- Exercise objective:
Copy the material below, swapping every "Target" for "Label" and leaving the rest untouched.

- - - - - - -

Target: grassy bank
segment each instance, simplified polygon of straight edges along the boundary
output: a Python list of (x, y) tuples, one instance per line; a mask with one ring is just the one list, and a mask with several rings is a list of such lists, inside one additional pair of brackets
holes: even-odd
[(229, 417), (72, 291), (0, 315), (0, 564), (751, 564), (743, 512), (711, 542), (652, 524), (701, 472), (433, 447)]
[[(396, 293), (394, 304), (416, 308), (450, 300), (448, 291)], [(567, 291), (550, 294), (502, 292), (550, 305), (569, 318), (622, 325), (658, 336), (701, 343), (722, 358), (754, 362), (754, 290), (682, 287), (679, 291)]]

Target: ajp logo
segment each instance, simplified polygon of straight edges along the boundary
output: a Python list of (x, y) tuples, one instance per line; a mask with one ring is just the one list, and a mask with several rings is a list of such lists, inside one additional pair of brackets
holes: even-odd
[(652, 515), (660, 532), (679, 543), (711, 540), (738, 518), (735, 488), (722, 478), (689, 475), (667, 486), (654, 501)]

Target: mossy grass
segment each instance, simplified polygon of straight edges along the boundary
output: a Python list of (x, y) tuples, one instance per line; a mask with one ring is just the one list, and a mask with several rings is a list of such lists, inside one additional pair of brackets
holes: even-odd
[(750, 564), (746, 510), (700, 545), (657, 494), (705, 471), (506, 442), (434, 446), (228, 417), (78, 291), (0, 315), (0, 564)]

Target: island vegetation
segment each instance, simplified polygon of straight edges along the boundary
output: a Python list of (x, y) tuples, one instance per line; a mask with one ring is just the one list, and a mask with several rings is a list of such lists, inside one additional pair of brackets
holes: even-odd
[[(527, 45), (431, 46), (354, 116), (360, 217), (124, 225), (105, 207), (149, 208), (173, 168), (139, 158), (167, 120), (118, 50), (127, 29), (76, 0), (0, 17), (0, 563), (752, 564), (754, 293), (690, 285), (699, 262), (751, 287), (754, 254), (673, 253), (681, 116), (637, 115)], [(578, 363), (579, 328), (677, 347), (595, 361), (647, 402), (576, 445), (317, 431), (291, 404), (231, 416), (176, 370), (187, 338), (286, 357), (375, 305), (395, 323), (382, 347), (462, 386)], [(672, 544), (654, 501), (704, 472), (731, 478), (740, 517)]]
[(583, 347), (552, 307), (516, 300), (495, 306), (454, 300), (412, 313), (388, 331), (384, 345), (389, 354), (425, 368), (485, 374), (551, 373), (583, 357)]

- - - - - - -

- Result of the task:
Label: grassy bank
segment each instance, simplified polygon of straight edges along the boundary
output: a Python list of (x, y) tuples, one instance per line; a mask with one ring is just the one list, and a mask with several rings is a list of such lists, inside one additional pair of brackets
holes: even-odd
[(229, 417), (72, 291), (0, 315), (0, 564), (751, 564), (743, 512), (711, 542), (652, 524), (701, 472), (433, 447)]
[[(396, 293), (394, 304), (416, 308), (450, 300), (448, 291)], [(567, 291), (550, 294), (502, 292), (550, 305), (569, 318), (622, 325), (658, 336), (701, 343), (722, 358), (754, 362), (754, 290), (682, 287), (679, 291)]]

Label: ajp logo
segment each instance, simplified polygon of straight edges along the boundary
output: a Python list of (x, y) tuples, one instance per line; a mask with one ring is just the one list, and a mask with several rings is a list of such lists, inside one additional pair of brackets
holes: even-odd
[(652, 515), (660, 532), (679, 543), (711, 540), (738, 518), (735, 488), (722, 478), (689, 475), (667, 486), (654, 501)]

Label: mossy grass
segment each instance, simplified polygon of straight edges along the boundary
output: a Python list of (x, y) tuples, one instance per line; a mask with one ring is just the one list, and a mask with several rings is a list of such lists, inside one additional pair of brackets
holes: even-odd
[(750, 564), (746, 510), (700, 545), (657, 494), (705, 471), (506, 442), (434, 446), (228, 417), (78, 291), (0, 315), (0, 564)]

Label: island vegetation
segment each instance, simplified polygon of straight edges along the boundary
output: a Python list of (x, y) tuples, one instance per line; a mask with one ring is just the one list, and a mask with several rings is a list of such lists, inside one additional pair of brackets
holes: even-odd
[[(527, 45), (431, 46), (354, 116), (360, 217), (124, 225), (105, 207), (149, 208), (173, 168), (139, 158), (167, 120), (118, 50), (127, 29), (76, 0), (0, 17), (0, 563), (752, 564), (754, 293), (690, 285), (699, 262), (751, 287), (754, 254), (673, 253), (681, 116), (637, 115)], [(578, 363), (579, 328), (677, 347), (595, 361), (647, 402), (576, 445), (317, 431), (291, 404), (231, 416), (176, 370), (187, 338), (286, 357), (375, 305), (395, 323), (382, 347), (462, 386)], [(672, 544), (654, 501), (704, 472), (731, 478), (740, 517)]]
[(583, 347), (552, 307), (516, 300), (495, 306), (454, 300), (412, 313), (388, 331), (384, 345), (389, 354), (425, 368), (485, 374), (551, 373), (583, 357)]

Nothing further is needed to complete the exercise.